→ **Given request 1**
In the Belden CDT results, transcribe the passage that begins at the words "The Company is" and stops after "the current segmentation.".
→ **Given request 2**
Answer these questions from the Belden CDT results:
(a) What was Belden CDT's revenue from continuing operations for the nine months ending September 30, 2004?
(b) What two segments does the Company now report its business in?
(c) How much were the severance charges in the results for the nine months ended September 30, 2003?

::: Page :::

YEAR-TO-DATE RESULTS

For the nine-month period ending September 30, 2004, Belden CDT revenue from continuing operations was $635.9 million, compared with $462.4 million for Belden in the first nine months of 2003. Net income from continuing operations of Belden CDT for the nine months ending September 30, 2004 was $5.2 million, or $0.16 per diluted share, compared with net income from continuing operations of Belden in the first nine months of 2003 of $5.3 million, or $0.21 per share. The results for the nine months ended September 30, 2004 included a gain of $1.7 million before tax for the sale of a Belden European business and the above-mentioned merger-related items and charges. The results for the nine-month period ended September 30, 2003, included severance charges of $4.9 million, asset impairment charges of $0.4 million, and bad-debt expense of $0.6 million (all before taxes).

SEGMENTS

The Company is reporting its business in two segments, Electronics and Networking. Each segment comprises operations from both Belden and CDT. Belden previously reported in two segments, Electronics and Communications, and its Electronics segment included networking products. Therefore results for the Electronics segment of Belden CDT are not comparable to the previously reported Belden Electronics segment. The former Belden Communications segment is now included in the Belden CDT Networking segment. In the year-over-year comparisons below, the segment results for the prior period reflect the current segmentation.

::: Given records :::

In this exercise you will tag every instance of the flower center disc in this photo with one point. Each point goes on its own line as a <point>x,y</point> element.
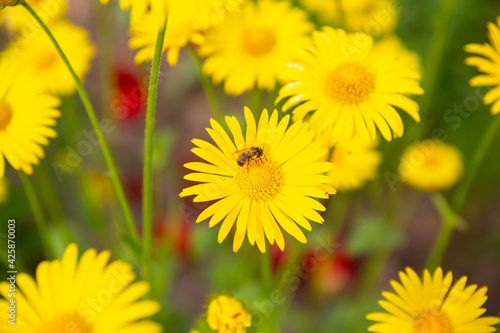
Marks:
<point>260,179</point>
<point>66,324</point>
<point>45,60</point>
<point>5,115</point>
<point>432,321</point>
<point>349,83</point>
<point>258,41</point>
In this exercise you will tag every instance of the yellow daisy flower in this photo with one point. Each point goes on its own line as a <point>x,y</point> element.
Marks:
<point>137,7</point>
<point>27,115</point>
<point>47,65</point>
<point>19,20</point>
<point>392,44</point>
<point>250,48</point>
<point>488,63</point>
<point>351,87</point>
<point>355,162</point>
<point>80,296</point>
<point>327,11</point>
<point>431,165</point>
<point>432,305</point>
<point>227,315</point>
<point>375,17</point>
<point>4,190</point>
<point>6,3</point>
<point>273,186</point>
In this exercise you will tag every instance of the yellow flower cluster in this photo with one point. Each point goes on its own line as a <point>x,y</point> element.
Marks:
<point>227,315</point>
<point>86,295</point>
<point>33,75</point>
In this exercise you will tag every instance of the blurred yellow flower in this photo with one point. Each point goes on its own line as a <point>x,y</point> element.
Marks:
<point>273,187</point>
<point>375,17</point>
<point>488,63</point>
<point>250,48</point>
<point>431,165</point>
<point>227,315</point>
<point>355,162</point>
<point>393,45</point>
<point>48,67</point>
<point>327,11</point>
<point>186,23</point>
<point>4,190</point>
<point>351,87</point>
<point>85,296</point>
<point>27,115</point>
<point>429,305</point>
<point>137,7</point>
<point>18,19</point>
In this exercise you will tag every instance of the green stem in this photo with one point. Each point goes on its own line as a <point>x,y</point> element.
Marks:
<point>447,226</point>
<point>207,87</point>
<point>477,159</point>
<point>449,218</point>
<point>433,61</point>
<point>95,124</point>
<point>36,208</point>
<point>147,186</point>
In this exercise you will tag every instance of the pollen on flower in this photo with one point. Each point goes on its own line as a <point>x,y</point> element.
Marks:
<point>260,180</point>
<point>45,60</point>
<point>5,115</point>
<point>67,323</point>
<point>432,321</point>
<point>258,41</point>
<point>349,83</point>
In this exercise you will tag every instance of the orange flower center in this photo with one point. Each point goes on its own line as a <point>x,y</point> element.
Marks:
<point>45,60</point>
<point>5,115</point>
<point>432,321</point>
<point>349,83</point>
<point>260,179</point>
<point>258,41</point>
<point>66,324</point>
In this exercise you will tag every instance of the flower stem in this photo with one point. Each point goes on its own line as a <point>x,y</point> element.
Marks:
<point>266,265</point>
<point>480,153</point>
<point>147,185</point>
<point>449,217</point>
<point>433,61</point>
<point>38,214</point>
<point>207,87</point>
<point>95,124</point>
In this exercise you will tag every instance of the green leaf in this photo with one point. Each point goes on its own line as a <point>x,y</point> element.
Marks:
<point>373,234</point>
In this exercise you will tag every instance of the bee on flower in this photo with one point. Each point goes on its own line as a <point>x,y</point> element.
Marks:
<point>271,187</point>
<point>487,61</point>
<point>432,304</point>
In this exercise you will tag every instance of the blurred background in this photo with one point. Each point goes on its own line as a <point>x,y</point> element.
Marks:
<point>368,235</point>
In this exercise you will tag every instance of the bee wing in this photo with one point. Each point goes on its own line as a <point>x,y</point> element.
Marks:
<point>239,152</point>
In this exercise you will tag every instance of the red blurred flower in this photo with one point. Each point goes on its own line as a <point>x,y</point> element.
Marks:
<point>130,96</point>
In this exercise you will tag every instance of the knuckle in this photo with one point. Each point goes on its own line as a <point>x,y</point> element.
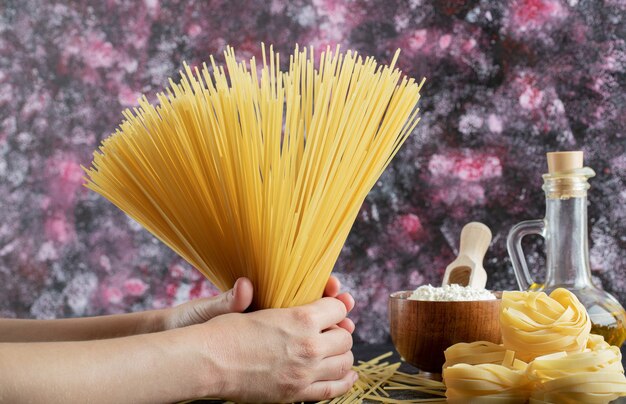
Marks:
<point>304,318</point>
<point>327,392</point>
<point>287,390</point>
<point>308,349</point>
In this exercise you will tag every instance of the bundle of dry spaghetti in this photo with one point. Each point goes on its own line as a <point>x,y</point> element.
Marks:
<point>260,173</point>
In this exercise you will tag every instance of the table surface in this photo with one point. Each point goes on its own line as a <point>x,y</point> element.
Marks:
<point>368,351</point>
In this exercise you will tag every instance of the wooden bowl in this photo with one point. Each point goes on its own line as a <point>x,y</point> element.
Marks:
<point>422,330</point>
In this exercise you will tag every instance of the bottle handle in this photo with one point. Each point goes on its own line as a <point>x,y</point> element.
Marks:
<point>514,247</point>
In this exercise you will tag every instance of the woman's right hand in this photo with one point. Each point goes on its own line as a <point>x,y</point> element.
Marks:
<point>280,355</point>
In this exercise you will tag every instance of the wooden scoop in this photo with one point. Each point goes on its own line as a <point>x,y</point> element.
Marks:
<point>467,269</point>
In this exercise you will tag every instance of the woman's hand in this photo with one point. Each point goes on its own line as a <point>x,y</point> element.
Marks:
<point>280,355</point>
<point>237,300</point>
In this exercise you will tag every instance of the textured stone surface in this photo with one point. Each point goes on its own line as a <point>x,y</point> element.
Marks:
<point>507,81</point>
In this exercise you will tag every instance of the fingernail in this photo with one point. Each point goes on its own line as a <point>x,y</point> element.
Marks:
<point>232,291</point>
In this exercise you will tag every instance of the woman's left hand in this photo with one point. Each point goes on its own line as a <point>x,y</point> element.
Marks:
<point>237,300</point>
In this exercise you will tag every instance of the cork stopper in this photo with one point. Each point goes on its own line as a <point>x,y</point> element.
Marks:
<point>564,161</point>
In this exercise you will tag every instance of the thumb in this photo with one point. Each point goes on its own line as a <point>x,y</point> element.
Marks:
<point>235,300</point>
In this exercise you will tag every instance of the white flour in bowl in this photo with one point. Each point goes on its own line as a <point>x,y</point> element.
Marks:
<point>450,293</point>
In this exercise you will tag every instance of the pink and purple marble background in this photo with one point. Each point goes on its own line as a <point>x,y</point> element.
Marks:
<point>507,82</point>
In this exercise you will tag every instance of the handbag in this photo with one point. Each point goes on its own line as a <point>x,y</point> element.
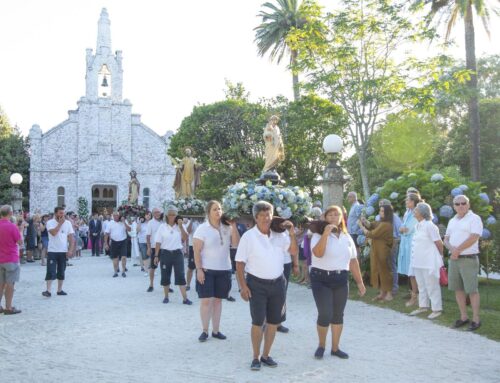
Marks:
<point>443,276</point>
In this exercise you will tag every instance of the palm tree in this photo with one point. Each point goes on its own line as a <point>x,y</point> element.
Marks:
<point>464,8</point>
<point>277,22</point>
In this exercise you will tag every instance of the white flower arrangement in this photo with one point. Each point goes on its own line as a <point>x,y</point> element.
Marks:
<point>290,202</point>
<point>436,177</point>
<point>187,206</point>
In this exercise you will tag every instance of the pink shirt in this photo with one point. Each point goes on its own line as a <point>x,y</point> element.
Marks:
<point>9,235</point>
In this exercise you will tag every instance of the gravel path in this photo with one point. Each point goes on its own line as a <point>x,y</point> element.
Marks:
<point>111,330</point>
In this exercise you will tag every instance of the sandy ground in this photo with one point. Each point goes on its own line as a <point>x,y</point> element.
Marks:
<point>111,330</point>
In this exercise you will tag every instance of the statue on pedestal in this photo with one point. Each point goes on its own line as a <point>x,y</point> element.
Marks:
<point>133,188</point>
<point>187,175</point>
<point>274,151</point>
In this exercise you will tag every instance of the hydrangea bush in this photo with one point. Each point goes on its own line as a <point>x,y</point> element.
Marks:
<point>438,191</point>
<point>187,206</point>
<point>290,202</point>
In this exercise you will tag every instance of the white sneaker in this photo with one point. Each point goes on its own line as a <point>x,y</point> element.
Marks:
<point>434,314</point>
<point>418,311</point>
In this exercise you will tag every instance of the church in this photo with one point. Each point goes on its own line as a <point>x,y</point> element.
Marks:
<point>93,151</point>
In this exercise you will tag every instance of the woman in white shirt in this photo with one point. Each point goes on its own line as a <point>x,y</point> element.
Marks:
<point>211,243</point>
<point>426,260</point>
<point>333,256</point>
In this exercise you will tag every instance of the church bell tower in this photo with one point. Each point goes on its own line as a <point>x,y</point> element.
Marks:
<point>104,73</point>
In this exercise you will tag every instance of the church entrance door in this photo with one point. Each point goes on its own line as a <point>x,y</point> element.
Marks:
<point>104,199</point>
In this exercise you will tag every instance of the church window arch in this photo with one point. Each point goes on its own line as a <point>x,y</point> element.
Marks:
<point>60,196</point>
<point>145,197</point>
<point>104,81</point>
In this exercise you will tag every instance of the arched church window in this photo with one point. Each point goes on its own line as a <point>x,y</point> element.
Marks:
<point>104,81</point>
<point>145,197</point>
<point>60,196</point>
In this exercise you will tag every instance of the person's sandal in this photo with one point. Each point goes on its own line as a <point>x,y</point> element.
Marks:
<point>12,311</point>
<point>474,326</point>
<point>218,335</point>
<point>459,323</point>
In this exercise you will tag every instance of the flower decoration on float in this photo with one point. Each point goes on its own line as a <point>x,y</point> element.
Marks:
<point>436,177</point>
<point>456,192</point>
<point>491,220</point>
<point>484,197</point>
<point>290,202</point>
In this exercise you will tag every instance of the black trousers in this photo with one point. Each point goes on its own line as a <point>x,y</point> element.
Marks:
<point>267,300</point>
<point>95,239</point>
<point>56,266</point>
<point>168,260</point>
<point>330,291</point>
<point>287,269</point>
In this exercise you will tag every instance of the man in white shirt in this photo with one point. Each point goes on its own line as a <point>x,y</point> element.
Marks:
<point>462,240</point>
<point>116,231</point>
<point>61,246</point>
<point>153,226</point>
<point>260,255</point>
<point>105,223</point>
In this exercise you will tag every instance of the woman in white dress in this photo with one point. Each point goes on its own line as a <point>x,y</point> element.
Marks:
<point>426,260</point>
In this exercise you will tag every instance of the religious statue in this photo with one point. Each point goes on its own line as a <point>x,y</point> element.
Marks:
<point>187,175</point>
<point>133,188</point>
<point>274,150</point>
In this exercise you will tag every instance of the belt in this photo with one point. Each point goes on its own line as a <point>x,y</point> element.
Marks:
<point>328,272</point>
<point>468,256</point>
<point>265,281</point>
<point>171,251</point>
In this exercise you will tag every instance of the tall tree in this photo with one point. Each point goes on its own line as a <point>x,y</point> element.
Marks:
<point>13,159</point>
<point>464,8</point>
<point>226,137</point>
<point>5,127</point>
<point>356,66</point>
<point>278,21</point>
<point>305,124</point>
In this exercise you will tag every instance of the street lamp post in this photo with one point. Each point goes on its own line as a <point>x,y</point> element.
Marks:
<point>16,195</point>
<point>333,177</point>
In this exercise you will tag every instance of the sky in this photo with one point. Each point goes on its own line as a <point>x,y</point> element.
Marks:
<point>176,55</point>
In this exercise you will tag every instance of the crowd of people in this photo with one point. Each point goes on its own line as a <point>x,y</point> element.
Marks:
<point>414,247</point>
<point>262,255</point>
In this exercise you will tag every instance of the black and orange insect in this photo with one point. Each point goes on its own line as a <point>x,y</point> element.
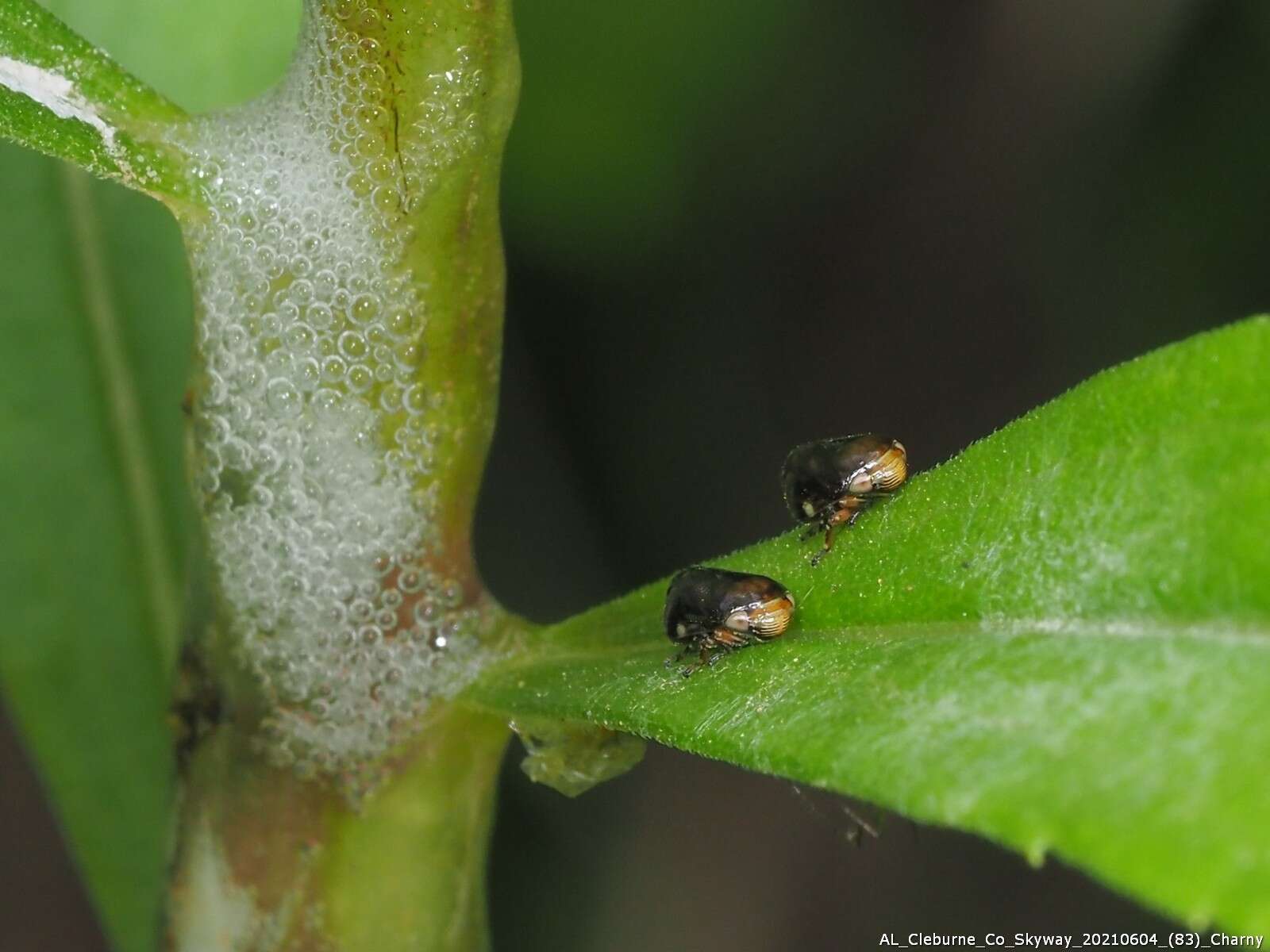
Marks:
<point>715,611</point>
<point>829,482</point>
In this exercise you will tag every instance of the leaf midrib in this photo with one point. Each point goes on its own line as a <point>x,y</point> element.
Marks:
<point>133,457</point>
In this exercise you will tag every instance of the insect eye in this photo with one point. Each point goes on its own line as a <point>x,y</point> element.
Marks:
<point>860,482</point>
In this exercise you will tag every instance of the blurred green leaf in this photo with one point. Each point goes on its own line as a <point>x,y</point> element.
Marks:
<point>202,56</point>
<point>97,319</point>
<point>1058,640</point>
<point>97,340</point>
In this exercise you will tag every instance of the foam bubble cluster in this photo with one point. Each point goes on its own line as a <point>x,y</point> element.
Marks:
<point>315,441</point>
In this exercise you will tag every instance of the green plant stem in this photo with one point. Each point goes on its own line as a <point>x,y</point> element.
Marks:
<point>67,98</point>
<point>272,861</point>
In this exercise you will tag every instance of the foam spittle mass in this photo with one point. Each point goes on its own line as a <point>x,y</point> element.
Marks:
<point>315,442</point>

:::

→ **Expected answer 1**
The Company is reporting its business in two segments, Electronics and Networking. Each segment comprises operations from both Belden and CDT. Belden previously reported in two segments, Electronics and Communications, and its Electronics segment included networking products. Therefore results for the Electronics segment of Belden CDT are not comparable to the previously reported Belden Electronics segment. The former Belden Communications segment is now included in the Belden CDT Networking segment. In the year-over-year comparisons below, the segment results for the prior period reflect the current segmentation.

→ **Expected answer 2**
(a) $635.9 million
(b) Electronics and Networking
(c) $4.9 million (before taxes)